### Exercise task A:
Return the passage of the HR systems and APIs article verbatim, starting at "Enter APIS. The same" and ending at "What is an API?".
### Exercise task B:
Carry the HR systems and APIs article forward from the point at which it stops.

### Document text:
---------------

Not just an API: Do more with deeper benefits integration

September 14, 2021
woman and man looking at tablet

In the consumer market, apps have been playing nice with each other for a long time — users expect that their fitness tracker will sync with their smartphone’s health app, and that they can share music from their streaming service of choice on their favorite social network.

In the world of HR, however, the expectation is too often the opposite: that almost none of the systems HR professionals use every day will easily interact and share data. Every day, HR staff loses valuable time doing simple, often redundant data entry because the different services their companies use for payroll, benefits administration and claims processing can’t talk to each other.

Enter APIS. The same technology that has created seamless user experiences in the consumer market can now make it easier for different HR systems to communicate and share data.

What is an API?

An API (Application Programming Interface) is a protocol for different applications (whether on your phone, desktop, or tablet) to talk to each other and easily exchange data. You’ve probably already used one this morning: When you open the weather app on your phone, it uses an API to retrieve weather data for your location from an existing database such as The National Weather Service.

---------------

### Stored data:

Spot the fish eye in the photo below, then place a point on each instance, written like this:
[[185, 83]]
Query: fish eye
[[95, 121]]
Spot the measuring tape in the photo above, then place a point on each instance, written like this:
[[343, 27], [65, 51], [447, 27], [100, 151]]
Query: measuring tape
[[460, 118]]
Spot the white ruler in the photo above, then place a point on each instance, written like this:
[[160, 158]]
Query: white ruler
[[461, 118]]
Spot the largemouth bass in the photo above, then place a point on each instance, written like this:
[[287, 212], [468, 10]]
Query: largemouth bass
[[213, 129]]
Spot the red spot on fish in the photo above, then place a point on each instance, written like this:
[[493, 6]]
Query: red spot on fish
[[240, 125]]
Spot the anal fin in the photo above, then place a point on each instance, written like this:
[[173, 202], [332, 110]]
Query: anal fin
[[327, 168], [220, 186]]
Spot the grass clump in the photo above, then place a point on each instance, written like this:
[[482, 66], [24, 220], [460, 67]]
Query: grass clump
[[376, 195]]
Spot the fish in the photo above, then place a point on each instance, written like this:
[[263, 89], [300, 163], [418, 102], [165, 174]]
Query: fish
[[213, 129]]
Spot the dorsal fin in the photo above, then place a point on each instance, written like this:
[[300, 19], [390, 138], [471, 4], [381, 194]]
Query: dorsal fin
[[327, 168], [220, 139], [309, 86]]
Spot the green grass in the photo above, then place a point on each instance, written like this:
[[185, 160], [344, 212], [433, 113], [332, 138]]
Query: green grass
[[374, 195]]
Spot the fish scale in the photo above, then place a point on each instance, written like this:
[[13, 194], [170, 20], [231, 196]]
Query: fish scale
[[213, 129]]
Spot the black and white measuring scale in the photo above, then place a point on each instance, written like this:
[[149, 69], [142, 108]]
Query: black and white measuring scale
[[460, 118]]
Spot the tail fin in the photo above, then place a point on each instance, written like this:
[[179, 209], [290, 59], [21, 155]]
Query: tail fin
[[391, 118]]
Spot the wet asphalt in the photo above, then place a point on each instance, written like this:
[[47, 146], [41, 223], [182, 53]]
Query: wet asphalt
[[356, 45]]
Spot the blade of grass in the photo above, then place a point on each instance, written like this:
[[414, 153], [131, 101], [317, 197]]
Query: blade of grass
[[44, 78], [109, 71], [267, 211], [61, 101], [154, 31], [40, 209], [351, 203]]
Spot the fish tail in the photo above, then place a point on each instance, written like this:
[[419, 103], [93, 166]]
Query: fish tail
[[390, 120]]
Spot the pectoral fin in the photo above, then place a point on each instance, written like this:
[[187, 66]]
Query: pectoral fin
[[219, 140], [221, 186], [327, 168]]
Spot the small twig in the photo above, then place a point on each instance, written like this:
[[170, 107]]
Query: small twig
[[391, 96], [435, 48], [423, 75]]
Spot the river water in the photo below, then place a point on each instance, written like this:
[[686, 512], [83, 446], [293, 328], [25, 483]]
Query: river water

---------------

### Result A:
Enter APIS. The same technology that has created seamless user experiences in the consumer market can now make it easier for different HR systems to communicate and share data.

What is an API?

### Result B:
An API is not enough – you need deeper benefits integration

Running a business is much more complicated than a simple weather app, and an API that only shares basic employee data will not eliminate the operational struggles of most HR departments. Deeper functional integration is necessary.

By making the connections between different systems almost seamless down to the functional level, deep integration can unleash greater productivity, reduce unnecessary errors, and increase trust between employees and their employer.

Here’s what deeper benefits integration can do for you:


It takes the middleman — and the errors — out of leave management

Many companies say that managing employee leave and absences is one of their biggest challenges.

Leave is typically approved or denied by the insurance carrier, who then sends that information to the employer to enter manually into their systems to help them manage payroll and staffing. As an employee’s circumstances change (as is common with unpredictable events like childbirth, illness, and injury), so do the details of their leave. The carrier continues to update the employer about when an employee will begin leave and when they are expected to return to work. HR must again update this in their own systems.

With each new update, the chance for error increases and the time available to HR staff to attend to other matters decreases. For a company with thousands of employees, it can quickly become overwhelming.

But with deep integration, the details of an employee’s leave are already in the system, the update is reflected in the client’s HCM platform (such as ADP or Workday) in real time, and the necessary changes to payroll and building access are easily triggered.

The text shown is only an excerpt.